(Location identification items)
_ _ _
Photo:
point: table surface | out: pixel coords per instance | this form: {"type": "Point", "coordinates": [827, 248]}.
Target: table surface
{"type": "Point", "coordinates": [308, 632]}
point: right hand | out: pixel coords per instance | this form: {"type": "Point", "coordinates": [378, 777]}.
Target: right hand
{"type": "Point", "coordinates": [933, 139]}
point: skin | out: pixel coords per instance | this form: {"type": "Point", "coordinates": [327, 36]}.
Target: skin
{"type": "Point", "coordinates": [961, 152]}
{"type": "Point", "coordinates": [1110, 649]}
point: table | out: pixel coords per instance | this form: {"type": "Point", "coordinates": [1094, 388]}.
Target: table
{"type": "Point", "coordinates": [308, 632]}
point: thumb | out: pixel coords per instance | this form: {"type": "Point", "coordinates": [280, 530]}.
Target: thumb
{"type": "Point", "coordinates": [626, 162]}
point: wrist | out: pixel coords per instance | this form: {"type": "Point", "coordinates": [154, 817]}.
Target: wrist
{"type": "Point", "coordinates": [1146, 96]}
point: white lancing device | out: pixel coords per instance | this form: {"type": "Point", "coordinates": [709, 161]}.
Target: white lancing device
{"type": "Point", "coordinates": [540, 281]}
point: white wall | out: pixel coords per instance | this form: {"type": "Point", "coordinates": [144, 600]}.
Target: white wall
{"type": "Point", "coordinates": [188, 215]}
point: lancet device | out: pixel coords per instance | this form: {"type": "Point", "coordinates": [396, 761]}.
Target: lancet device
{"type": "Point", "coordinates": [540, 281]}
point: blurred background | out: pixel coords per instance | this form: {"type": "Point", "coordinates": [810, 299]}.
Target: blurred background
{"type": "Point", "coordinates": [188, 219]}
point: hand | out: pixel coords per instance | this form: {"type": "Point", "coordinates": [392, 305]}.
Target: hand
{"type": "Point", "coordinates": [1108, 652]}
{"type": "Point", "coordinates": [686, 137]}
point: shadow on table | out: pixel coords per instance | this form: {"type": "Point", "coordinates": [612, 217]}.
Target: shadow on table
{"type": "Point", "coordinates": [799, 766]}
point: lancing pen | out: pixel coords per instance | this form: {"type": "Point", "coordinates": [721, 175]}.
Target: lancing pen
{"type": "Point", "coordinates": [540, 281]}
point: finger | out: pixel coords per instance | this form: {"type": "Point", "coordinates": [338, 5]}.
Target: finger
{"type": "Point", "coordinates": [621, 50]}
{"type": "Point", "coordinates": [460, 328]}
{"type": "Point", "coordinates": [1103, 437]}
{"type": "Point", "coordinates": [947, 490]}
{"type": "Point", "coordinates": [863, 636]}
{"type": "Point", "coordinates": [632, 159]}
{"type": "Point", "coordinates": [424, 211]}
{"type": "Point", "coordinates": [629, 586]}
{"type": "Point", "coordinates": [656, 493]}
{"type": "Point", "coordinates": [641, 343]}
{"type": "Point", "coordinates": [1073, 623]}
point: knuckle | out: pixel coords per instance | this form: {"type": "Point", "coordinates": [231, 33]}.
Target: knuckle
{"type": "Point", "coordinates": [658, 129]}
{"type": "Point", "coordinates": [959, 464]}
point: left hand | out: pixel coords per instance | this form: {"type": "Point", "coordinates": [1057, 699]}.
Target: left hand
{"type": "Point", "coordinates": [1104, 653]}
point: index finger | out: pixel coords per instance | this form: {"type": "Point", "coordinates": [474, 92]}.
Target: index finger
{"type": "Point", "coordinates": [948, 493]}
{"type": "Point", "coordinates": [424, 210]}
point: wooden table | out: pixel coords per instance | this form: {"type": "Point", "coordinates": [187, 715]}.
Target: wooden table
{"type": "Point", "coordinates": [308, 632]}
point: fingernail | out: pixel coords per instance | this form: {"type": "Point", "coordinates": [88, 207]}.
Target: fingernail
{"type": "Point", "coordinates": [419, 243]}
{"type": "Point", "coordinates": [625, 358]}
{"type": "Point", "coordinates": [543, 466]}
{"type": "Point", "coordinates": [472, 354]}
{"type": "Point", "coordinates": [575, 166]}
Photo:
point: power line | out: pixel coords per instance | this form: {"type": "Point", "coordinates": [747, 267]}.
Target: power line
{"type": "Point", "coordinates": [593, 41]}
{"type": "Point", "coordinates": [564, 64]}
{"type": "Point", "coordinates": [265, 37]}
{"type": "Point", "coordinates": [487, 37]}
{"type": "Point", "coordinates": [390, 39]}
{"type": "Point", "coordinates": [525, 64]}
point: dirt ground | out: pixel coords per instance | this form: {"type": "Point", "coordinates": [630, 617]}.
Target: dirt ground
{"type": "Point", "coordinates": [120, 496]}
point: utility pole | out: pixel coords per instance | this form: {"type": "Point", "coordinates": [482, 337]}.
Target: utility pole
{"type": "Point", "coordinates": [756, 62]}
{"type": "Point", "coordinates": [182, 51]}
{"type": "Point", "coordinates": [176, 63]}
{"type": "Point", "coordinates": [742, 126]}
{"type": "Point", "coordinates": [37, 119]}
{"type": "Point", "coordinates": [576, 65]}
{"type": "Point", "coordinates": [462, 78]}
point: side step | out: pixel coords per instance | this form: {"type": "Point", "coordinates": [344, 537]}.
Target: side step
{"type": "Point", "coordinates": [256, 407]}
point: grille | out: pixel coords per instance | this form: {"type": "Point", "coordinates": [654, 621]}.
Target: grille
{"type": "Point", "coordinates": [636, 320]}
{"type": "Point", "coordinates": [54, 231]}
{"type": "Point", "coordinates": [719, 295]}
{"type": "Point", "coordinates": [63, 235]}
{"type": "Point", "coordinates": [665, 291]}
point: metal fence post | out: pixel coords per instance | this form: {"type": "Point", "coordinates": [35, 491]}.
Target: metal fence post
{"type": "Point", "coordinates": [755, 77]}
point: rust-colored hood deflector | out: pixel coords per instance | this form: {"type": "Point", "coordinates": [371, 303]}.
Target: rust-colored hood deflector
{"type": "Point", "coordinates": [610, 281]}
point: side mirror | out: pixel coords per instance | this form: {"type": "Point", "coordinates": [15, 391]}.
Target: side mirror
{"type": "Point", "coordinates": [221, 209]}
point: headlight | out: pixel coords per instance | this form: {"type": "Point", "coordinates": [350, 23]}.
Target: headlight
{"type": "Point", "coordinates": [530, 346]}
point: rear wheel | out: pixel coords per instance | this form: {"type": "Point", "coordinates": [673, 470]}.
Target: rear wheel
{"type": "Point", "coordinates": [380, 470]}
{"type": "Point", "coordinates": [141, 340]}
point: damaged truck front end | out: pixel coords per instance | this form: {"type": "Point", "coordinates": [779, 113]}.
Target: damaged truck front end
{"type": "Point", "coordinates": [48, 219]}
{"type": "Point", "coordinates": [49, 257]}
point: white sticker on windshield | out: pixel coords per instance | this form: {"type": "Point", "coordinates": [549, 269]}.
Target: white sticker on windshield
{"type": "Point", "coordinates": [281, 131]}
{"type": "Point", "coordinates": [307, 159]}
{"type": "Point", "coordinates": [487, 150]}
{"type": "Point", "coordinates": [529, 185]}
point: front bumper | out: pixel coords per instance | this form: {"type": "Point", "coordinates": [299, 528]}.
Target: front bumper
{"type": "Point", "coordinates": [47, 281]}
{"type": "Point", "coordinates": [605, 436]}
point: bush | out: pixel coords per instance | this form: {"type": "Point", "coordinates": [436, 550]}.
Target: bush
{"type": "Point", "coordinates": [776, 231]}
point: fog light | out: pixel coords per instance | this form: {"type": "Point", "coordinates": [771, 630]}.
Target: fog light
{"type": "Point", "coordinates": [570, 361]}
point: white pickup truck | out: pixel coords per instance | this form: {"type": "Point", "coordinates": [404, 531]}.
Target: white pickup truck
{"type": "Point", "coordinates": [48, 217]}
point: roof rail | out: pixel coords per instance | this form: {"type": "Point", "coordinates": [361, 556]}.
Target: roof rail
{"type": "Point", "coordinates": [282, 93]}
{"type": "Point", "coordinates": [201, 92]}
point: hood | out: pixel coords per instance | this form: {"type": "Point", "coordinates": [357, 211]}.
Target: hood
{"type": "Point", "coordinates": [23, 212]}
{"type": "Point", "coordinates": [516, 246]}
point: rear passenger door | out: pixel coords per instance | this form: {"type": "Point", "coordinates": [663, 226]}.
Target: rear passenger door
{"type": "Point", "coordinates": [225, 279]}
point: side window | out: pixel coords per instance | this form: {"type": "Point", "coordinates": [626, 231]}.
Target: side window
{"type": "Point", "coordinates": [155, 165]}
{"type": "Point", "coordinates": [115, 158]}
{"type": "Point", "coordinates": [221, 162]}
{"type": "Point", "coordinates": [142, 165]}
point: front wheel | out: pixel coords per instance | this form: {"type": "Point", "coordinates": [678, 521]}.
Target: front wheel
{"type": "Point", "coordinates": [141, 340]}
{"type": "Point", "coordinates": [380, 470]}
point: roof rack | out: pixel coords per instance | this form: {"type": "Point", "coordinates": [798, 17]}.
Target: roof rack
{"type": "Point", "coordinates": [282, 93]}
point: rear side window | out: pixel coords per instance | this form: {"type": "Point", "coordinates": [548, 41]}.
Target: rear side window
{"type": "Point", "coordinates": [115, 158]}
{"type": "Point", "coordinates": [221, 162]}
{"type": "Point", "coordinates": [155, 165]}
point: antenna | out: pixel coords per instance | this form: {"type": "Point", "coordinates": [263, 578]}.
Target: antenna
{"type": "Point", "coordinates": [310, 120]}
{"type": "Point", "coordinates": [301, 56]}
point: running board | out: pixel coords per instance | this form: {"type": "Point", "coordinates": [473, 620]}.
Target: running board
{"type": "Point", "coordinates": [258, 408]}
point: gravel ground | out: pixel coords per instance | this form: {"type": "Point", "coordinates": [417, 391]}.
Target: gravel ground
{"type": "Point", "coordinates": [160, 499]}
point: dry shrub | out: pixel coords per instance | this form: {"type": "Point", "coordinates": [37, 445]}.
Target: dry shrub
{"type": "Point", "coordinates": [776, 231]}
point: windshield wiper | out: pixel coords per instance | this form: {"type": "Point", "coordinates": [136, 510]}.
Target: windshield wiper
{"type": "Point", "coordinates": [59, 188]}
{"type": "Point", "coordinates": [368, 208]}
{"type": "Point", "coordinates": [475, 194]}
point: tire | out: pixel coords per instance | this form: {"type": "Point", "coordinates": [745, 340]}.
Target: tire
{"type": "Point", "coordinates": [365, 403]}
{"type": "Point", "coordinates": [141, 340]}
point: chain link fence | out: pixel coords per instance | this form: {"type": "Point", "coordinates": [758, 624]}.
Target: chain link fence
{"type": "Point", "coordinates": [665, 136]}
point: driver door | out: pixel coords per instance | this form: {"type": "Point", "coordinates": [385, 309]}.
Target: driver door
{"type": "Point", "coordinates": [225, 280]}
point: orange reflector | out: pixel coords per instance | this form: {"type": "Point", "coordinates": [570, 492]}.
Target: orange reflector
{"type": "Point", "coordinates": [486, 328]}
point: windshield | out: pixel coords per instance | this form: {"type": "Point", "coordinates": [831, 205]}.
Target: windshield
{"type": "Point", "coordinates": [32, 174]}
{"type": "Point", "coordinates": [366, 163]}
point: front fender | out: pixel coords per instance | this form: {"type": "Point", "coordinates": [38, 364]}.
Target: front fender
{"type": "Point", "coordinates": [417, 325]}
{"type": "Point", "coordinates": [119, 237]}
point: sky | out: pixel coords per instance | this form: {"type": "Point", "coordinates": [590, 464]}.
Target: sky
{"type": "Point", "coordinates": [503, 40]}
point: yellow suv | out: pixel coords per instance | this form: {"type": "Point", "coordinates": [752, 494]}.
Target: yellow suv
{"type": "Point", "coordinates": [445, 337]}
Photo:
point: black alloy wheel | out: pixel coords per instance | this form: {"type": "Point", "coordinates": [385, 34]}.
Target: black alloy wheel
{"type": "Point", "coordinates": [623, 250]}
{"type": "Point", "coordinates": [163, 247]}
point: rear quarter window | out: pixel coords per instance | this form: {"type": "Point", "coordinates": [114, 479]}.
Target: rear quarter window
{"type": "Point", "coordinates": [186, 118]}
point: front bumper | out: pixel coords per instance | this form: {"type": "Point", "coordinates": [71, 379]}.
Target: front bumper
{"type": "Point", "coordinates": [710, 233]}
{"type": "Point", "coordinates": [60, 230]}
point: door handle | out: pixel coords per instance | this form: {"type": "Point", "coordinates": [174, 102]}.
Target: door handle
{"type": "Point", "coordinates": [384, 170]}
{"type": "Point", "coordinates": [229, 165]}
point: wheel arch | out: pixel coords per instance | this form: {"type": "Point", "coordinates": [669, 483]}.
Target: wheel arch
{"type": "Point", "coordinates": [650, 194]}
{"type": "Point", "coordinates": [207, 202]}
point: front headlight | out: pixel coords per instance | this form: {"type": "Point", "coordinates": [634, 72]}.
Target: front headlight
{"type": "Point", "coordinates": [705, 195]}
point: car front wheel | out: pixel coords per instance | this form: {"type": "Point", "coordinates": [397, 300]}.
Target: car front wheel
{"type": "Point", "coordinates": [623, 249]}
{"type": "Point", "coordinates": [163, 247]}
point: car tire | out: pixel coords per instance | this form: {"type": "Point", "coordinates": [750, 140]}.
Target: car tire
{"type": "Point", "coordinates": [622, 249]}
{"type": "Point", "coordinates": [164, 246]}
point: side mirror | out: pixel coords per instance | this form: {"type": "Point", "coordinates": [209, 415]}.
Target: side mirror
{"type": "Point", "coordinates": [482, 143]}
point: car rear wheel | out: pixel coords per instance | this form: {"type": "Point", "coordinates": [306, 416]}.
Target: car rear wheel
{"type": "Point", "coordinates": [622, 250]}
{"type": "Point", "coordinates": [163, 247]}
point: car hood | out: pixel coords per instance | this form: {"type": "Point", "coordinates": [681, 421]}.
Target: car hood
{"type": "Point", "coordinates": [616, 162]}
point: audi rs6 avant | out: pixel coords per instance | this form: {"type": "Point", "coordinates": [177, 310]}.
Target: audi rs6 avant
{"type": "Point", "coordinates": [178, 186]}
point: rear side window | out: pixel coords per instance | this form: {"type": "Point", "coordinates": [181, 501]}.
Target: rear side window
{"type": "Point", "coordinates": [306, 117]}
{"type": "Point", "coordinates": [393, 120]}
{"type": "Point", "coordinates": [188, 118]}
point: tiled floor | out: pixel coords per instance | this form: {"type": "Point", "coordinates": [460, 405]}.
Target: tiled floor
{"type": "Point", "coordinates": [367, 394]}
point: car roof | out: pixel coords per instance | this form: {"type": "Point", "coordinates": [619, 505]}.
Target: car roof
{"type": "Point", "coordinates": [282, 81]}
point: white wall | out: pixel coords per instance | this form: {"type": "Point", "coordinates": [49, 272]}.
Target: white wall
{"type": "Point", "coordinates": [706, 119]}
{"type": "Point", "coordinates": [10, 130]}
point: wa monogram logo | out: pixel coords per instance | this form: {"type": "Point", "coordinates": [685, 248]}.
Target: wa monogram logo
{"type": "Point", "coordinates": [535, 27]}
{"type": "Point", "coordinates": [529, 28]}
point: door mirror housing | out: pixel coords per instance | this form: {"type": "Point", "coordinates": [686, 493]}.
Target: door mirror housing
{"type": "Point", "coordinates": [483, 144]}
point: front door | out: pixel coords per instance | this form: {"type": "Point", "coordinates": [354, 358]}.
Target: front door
_ _ _
» Description of the task
From the line containing "point: audi rs6" through the final line of the listing above, retype every line exactly; leave out everything else.

» Exercise solution
point: audi rs6 avant | out: pixel coords per instance | this form: {"type": "Point", "coordinates": [177, 310]}.
Target: audi rs6 avant
{"type": "Point", "coordinates": [178, 186]}
point: rear side window | out: pixel coords per instance | this form: {"type": "Point", "coordinates": [181, 501]}.
Target: rear side window
{"type": "Point", "coordinates": [306, 117]}
{"type": "Point", "coordinates": [393, 120]}
{"type": "Point", "coordinates": [188, 118]}
point: tiled floor | out: pixel coords per instance | this form: {"type": "Point", "coordinates": [460, 405]}.
Target: tiled floor
{"type": "Point", "coordinates": [367, 394]}
point: car roof | out: pixel coords per instance | this form: {"type": "Point", "coordinates": [619, 505]}.
Target: car roof
{"type": "Point", "coordinates": [282, 81]}
point: white wall | out: pixel coords per instance | this form: {"type": "Point", "coordinates": [49, 272]}.
Target: white wall
{"type": "Point", "coordinates": [706, 119]}
{"type": "Point", "coordinates": [10, 130]}
point: wa monogram logo | out: pixel coords per instance | this form: {"type": "Point", "coordinates": [685, 248]}.
Target: wa monogram logo
{"type": "Point", "coordinates": [535, 27]}
{"type": "Point", "coordinates": [529, 28]}
point: door mirror housing | out: pixel coords per instance | this form: {"type": "Point", "coordinates": [686, 493]}.
Target: door mirror housing
{"type": "Point", "coordinates": [483, 144]}
point: front door | out: pixel coords per instance | this form: {"type": "Point", "coordinates": [354, 358]}.
Target: front door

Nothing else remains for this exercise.